Dataset extract
========================================================================

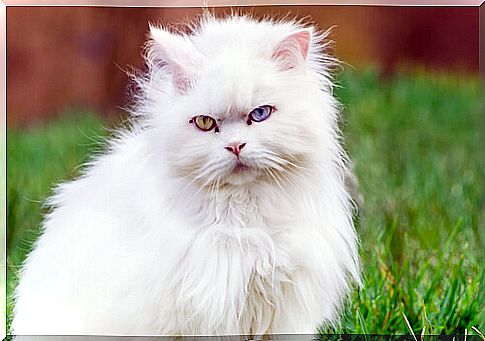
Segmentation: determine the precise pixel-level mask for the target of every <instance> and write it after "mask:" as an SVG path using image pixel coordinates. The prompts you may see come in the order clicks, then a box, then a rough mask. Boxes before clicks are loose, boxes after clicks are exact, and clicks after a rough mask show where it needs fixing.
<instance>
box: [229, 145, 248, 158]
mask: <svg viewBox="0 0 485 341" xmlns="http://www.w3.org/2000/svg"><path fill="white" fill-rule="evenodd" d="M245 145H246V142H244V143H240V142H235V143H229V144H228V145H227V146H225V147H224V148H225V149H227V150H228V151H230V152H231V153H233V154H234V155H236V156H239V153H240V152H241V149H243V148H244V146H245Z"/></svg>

========================================================================

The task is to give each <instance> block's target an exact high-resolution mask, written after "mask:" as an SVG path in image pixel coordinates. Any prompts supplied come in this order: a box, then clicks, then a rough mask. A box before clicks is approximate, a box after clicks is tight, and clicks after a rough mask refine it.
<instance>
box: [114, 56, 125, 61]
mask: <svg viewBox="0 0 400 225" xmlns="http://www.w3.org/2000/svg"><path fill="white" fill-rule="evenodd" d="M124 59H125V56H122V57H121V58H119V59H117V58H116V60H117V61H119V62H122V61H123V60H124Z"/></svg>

========================================================================

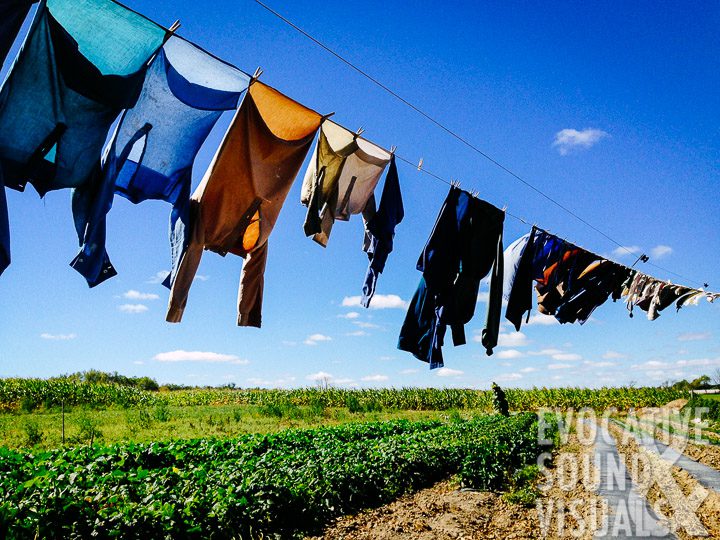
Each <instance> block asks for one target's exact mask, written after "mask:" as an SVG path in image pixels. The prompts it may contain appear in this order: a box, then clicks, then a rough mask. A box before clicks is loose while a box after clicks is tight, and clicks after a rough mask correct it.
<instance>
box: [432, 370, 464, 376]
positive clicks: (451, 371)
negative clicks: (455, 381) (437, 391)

========================================================================

What is being asked
Using the records above, copy word for word the line with "Each <instance> block asks", the line with "negative clicks: (455, 381) (437, 391)", and every line between them.

Task solution
Each <instance> block asks for one target's exact mask, written after "mask:" as an SVG path in image pixels. The prompts it may contain appear in this order: a box, then clicks, then a rough mask. A box before clicks is loose while a box after clicks is tight, and clicks after a rough mask correct it.
<instance>
box: [432, 370, 464, 376]
positive clicks: (451, 371)
negative clicks: (455, 381) (437, 391)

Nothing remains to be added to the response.